## Fragmento
□ □ □ □ □

Me gustó mucho el último artículo de Reverte en el XL Semanal hablando de los mal llamados “panchitos”. Se pone, con una gran sensibilidad, en el lugar de los inmigrantes que, venidos del Nuevo Mundo, se asientan en nuestras tierras con la esperanza de encontrar una vida mejor. Supongo que no a todos les irá igual, pero me parece que para la gran mayoría de ellos la situación es bastante parecida: trabajos de telemarketing, vendedores en tiendas de telefonía móvil, dependientes de restaurantes de comida rápida, albañiles, y todas aquellas ocupaciones que los de aquí no hemos querido por lo ingratas y mal pagadas que están. Contratos basura, cuando los hay. Quizá sea por su escasa cualificación en general por lo que no suelen conseguir mejores empleos, o puede que su procedencia les cierre muchas puertas, aunque tengan el nivel que se precisa. Cuántos odontólogos, por ejemplo, se ven obligados a ejercer otras profesiones porque su título no está reconocido en nuestro país.
Yo he sido la primera que he renegado de ellos cuando he tenido que hacer una consulta telefónica, un pedido a domicilio o simplemente que te atiendan en una cafetería. Así lo hice constar en un post de hace meses, del que ahora me arrepiento. Me parece que sus reflejos son lentos, su receptividad escasa, y su forma de hablar muchas veces incomprensible. Pero al no aceptarlos tal como son los estamos discriminando y sacando a relucir una cierta xenofobia que nos es propia casi sin darnos cuenta. Es como si nos consideráramos dueños del terreno que pisamos sólo porque hemos nacido aquí y, por lo tanto, nosotros somos los que imponemos las normas. Si no pueden integrarse en el implacable engranaje social que tenemos montado, que se vayan.

□ □ □ □ □

(Entradas guardadas)
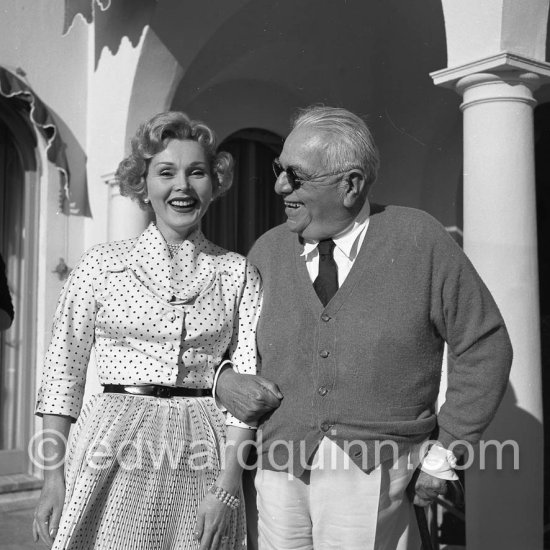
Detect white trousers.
[255,438,420,550]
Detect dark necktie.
[313,239,338,306]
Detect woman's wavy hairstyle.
[116,111,234,210]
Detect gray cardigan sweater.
[249,205,512,475]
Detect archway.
[202,128,285,255]
[0,98,39,475]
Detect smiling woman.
[34,112,260,550]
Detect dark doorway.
[202,128,285,255]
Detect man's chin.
[286,218,305,237]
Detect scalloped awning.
[0,67,89,215]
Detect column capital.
[430,52,550,93]
[100,170,118,187]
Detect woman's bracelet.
[209,485,241,510]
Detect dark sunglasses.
[273,159,356,189]
[273,159,307,189]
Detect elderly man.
[218,107,512,550]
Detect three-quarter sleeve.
[226,262,262,428]
[36,249,100,419]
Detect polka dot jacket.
[36,224,261,427]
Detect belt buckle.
[124,386,151,395]
[157,386,172,397]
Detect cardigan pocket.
[389,405,429,420]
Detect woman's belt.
[103,384,212,398]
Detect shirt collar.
[301,199,370,260]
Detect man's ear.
[344,168,367,208]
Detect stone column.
[432,54,550,550]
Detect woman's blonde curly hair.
[116,111,234,210]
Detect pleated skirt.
[53,393,246,550]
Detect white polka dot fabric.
[36,224,261,550]
[36,224,261,432]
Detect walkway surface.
[0,491,41,550]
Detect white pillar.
[432,54,550,550]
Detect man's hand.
[216,367,283,424]
[413,470,447,506]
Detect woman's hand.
[195,493,232,550]
[32,476,65,546]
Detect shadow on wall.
[63,0,157,68]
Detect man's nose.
[275,172,293,195]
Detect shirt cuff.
[225,412,256,430]
[420,445,458,481]
[212,359,233,412]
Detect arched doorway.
[0,98,39,475]
[202,128,285,255]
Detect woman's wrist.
[209,484,241,509]
[214,472,241,496]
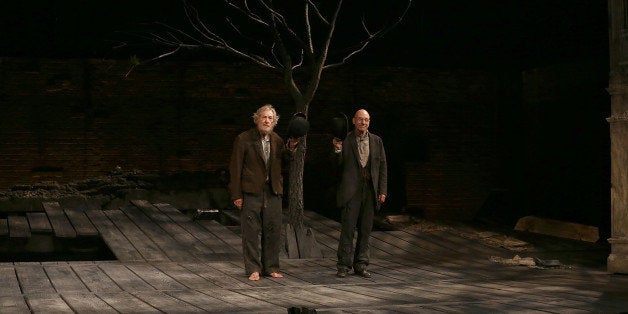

□ □ □ □ □

## Ejercicio
Cita textualmente la parte del fragmento sobre los inmigrantes que va desde "Yo he sido la" hasta "que se vayan.".

## Resultado
Yo he sido la primera que he renegado de ellos cuando he tenido que hacer una consulta telefónica, un pedido a domicilio o simplemente que te atiendan en una cafetería. Así lo hice constar en un post de hace meses, del que ahora me arrepiento. Me parece que sus reflejos son lentos, su receptividad escasa, y su forma de hablar muchas veces incomprensible. Pero al no aceptarlos tal como son los estamos discriminando y sacando a relucir una cierta xenofobia que nos es propia casi sin darnos cuenta. Es como si nos consideráramos dueños del terreno que pisamos sólo porque hemos nacido aquí y, por lo tanto, nosotros somos los que imponemos las normas. Si no pueden integrarse en el implacable engranaje social que tenemos montado, que se vayan.